§ STUDY TEXT:
"""
So whether you have the blues, PMS mood swings, or simply a stressful day, exercise will almost always make you feel better. "Aerobic exercise, like walking or running, is the best outlet for high stress," says Jack Raglin, Ph.D., a sports psychologist at Indiana University in Bloomington.
How much? In one study, participants who did cardio workouts for at least 30 minutes a day on most days of the week reported feeling less stress and were less depressed over time.
"Even one 10-minute walk can help with mood management," says health psychologist Patricia Dubbert, Ph.D., of the Veteran Affairs Medical Center in Jackson, Mississippi. "We've found that in women, the boost from exercise was greatest in those who felt worst before the exercise."
7. Boing, Boing, Boing...
During your 20s and early 30s, impact workouts can stimulate bone-boosting cells — when combined with enough calcium and other nutrients.
After age 30, building bone isn't as easy (blame those hormonal shifts again), but stress from impact exercise can help. "One of the best exercise preventions is jumping for the lower body and resistance training for the upper body," says physiologist Larry Tucker, Ph.D., of Brigham Young University in Provo, Utah.
Exactly how much jumping results in healthier bones is still being researched. But some studies have shown that jumping as few as 10 minutes a day improves bone mass in the hips. Try this: Jump rope in place for 1 minute, morning and night, alternating double-legged jumps in which you switch feet. (You can also do this without the rope.) Jump every day. Each week, add 15 seconds to your jumps until you've worked up to 5 minutes, twice a day, of varied jumps.
(If you have any history of being underweight or have been diagnosed with osteopenia or osteoporosis, then consult with a physician or physical therapist to get the all-clear before you start a vigorous exercise program.)
8. Sweat More, Lose Fat
Life's not fair, Volume XVI: Losing fat is easier for men. If a man and a woman both walk for 45 minutes at the same speed, on the same days, over the same period of time, the man will burn more calories than the woman. In part, that may be because he's bigger, but it's also because a woman's metabolism is about 10 percent slower than that of a man the exact same size. In general, women also carry more body fat, as opposed to lean muscle, and with higher levels of estrogen, that fat is more likely to settle on their hips and thighs. If that's not enough to make you want to wear a burlap sack, you also have more fat-storing enzymes.
"""
§ PROBLEMS TO SOLVE:
1 - Please name every person the exercise article quotes.
2 - Write what comes next in the exercise article, picking up after its last sentence about fat-storing enzymes.

[Stored data entries]
"""
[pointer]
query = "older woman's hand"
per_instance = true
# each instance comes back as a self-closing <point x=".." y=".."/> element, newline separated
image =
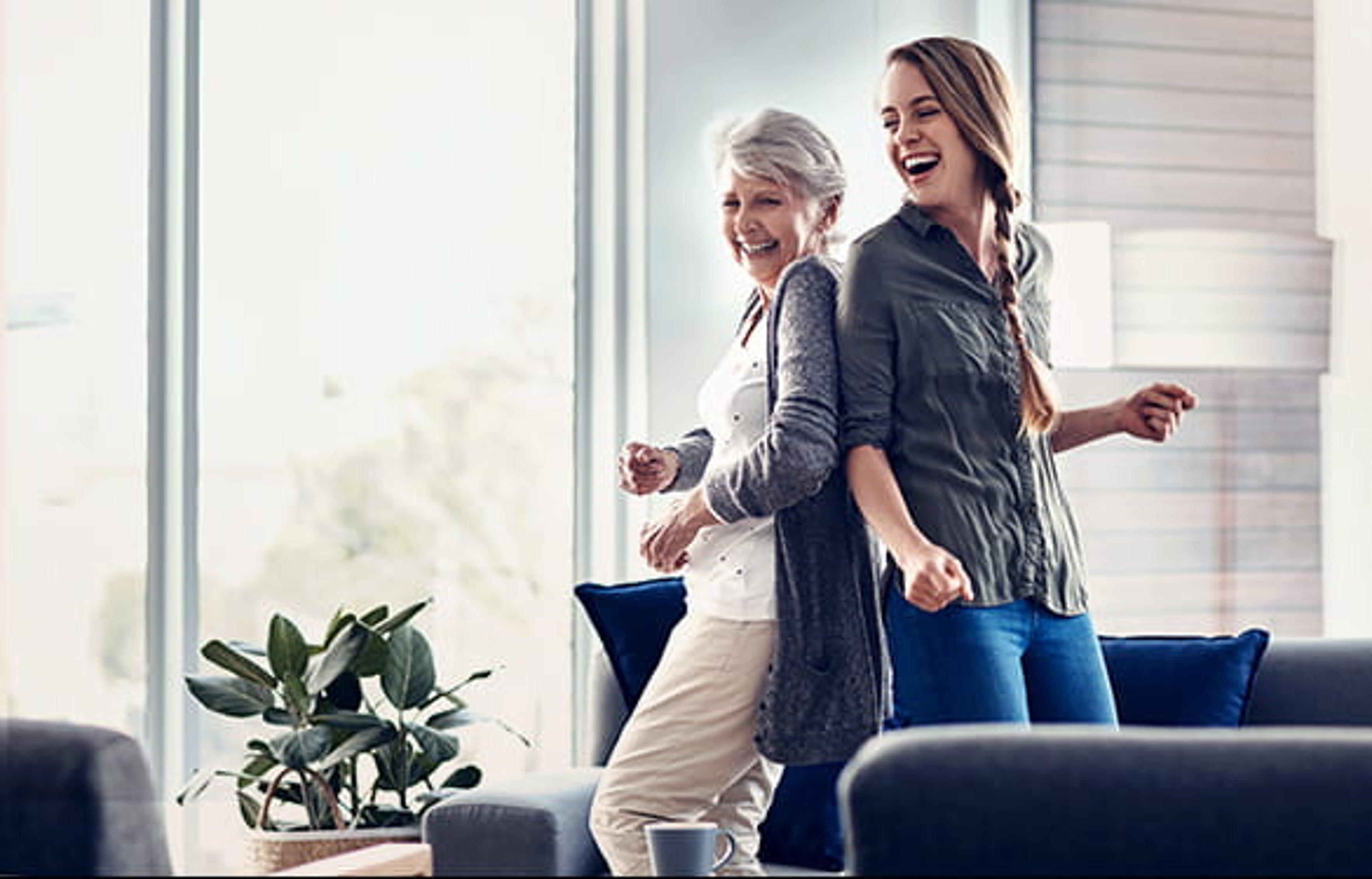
"""
§ ANSWER SET:
1 - Jack Raglin, Patricia Dubbert, Larry Tucker

2 -
Okay, that seems grim. But all it really means is that in order to lose fat and burn calories, you just have to sweat a little more and a little harder.
There are three ways to accumulate a sizable calorie burn — and sweat-soak your workout clothes. "You can do long-duration aerobic activity, like walking or running for 45 to 60 minutes at a low to moderate intensity at least 1 day a week," says Len Kravitz, Ph.D., a physiology professor at the University of New Mexico in Santa Fe. Or you can intensify the workout and save time. Move faster by, say, cycling at a race pace for 15 or 20 minutes.
If you're not up for the killer push, try interval training. For example, walk for 5 minutes and then jog for 1 minute, for 30 to 60 minutes. "Working at vigorous intensities, even for a few minutes at a time, revs up hormones that help your body burn more calories, not only during, but after a workout," Dr. Kravitz says. "You can burn an extra 20 or 30 calories postworkout. That may not seem like much, but [it adds up to] increased fat loss over months of regular exercise."
If you miss the treadmill or the bike path once a day, don't sweat it. Instead, just make a conscious effort to keep moving throughout the day. A minute or two of extra body action here and there may not seem like much, but consistently keeping your body in motion leads to weight control.